Exercise requirements: Down to the last line, repeat the data below exactly.

Information shown:
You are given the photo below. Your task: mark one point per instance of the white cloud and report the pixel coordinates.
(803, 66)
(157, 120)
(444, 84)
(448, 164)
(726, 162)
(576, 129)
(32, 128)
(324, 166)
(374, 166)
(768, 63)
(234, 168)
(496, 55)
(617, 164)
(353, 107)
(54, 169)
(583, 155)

Output:
You are given the photo below. Your task: mark one point per instance of the white cloud and report the pixel coordinates.
(803, 66)
(157, 120)
(444, 84)
(448, 164)
(726, 162)
(576, 129)
(32, 128)
(324, 166)
(374, 166)
(768, 63)
(234, 168)
(496, 55)
(617, 164)
(353, 107)
(54, 169)
(583, 155)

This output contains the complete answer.